• [Exercise directions]:
In the entries that follow, find the line containing "target: diagonal line of bird"; from there, copy every line exactly through the line containing "sample | <point>769,89</point>".

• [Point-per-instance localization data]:
......
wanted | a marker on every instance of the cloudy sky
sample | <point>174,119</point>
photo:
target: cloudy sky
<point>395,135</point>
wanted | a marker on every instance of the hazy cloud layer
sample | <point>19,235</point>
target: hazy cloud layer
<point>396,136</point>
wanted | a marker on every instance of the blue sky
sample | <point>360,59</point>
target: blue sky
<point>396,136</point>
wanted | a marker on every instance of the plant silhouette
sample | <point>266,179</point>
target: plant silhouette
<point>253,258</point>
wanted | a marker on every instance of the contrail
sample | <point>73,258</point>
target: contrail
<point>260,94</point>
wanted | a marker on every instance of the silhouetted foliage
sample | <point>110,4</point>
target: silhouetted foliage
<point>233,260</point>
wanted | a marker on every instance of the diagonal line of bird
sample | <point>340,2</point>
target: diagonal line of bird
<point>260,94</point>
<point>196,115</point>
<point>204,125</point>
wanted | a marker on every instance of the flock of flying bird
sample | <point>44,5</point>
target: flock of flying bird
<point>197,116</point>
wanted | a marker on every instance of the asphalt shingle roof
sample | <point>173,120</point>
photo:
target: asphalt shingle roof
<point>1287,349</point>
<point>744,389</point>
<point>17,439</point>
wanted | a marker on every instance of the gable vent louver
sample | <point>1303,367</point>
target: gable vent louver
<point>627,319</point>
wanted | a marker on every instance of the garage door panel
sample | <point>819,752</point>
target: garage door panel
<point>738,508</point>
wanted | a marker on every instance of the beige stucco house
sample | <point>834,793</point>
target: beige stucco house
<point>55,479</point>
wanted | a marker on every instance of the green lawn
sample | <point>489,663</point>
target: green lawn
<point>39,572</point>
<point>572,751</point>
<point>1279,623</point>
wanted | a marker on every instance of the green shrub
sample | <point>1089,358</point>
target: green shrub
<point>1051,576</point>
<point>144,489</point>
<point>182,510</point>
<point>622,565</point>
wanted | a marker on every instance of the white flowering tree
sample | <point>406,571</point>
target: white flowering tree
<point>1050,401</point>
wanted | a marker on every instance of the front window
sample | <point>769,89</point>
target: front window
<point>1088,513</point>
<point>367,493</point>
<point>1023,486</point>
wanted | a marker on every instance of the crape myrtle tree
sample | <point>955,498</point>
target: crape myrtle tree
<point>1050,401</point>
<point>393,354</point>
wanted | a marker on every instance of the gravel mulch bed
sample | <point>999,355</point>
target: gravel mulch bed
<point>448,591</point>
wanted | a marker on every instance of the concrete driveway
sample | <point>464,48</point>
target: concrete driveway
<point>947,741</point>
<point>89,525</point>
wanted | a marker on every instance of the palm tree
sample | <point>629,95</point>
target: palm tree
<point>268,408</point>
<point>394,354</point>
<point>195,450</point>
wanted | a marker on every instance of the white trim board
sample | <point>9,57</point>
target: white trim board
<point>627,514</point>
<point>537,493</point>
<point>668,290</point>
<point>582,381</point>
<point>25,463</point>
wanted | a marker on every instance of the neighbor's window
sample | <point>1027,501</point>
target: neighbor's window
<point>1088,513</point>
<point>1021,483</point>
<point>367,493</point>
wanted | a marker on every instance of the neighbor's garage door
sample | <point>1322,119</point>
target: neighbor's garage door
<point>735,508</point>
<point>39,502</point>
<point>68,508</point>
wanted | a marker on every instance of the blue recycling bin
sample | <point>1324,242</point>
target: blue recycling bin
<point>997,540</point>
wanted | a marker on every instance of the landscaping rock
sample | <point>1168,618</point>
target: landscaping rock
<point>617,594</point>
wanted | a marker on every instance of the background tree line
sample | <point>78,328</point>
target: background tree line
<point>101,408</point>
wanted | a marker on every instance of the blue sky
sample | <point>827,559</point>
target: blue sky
......
• [Answer for the task]:
target: diagonal line of bird
<point>260,94</point>
<point>196,115</point>
<point>204,125</point>
wanted | a marker on every instance of the flock of flying bird
sample | <point>44,5</point>
target: flock of flying bird
<point>197,116</point>
wanted | a marker on every instance of the asphalt shingle roof
sample | <point>173,120</point>
photo:
target: asphalt shingle roof
<point>1287,349</point>
<point>744,389</point>
<point>17,439</point>
wanted | a marker on every instance of the gable vent louver
sample | <point>1303,367</point>
target: gable vent louver
<point>627,319</point>
wanted | a marker on every instance of the garage door panel
sample | <point>819,752</point>
target: garage door panel
<point>738,508</point>
wanted | a marker on every instance of the beige stucco house
sample | <point>834,793</point>
target: beige stucco house
<point>55,479</point>
wanted | a marker on every instance of the green lawn
sample | <point>489,663</point>
target: green lawn
<point>39,572</point>
<point>572,751</point>
<point>1279,623</point>
wanted | a marker on every instance of the green shrub
sample | <point>1089,358</point>
target: green shrub
<point>1051,576</point>
<point>144,489</point>
<point>182,510</point>
<point>622,565</point>
wanted | a marker on every instance of the white flowering tree
sample | <point>406,571</point>
target: white flowering tree
<point>1050,401</point>
wanted | a marker on every instance of the front window
sample | <point>769,89</point>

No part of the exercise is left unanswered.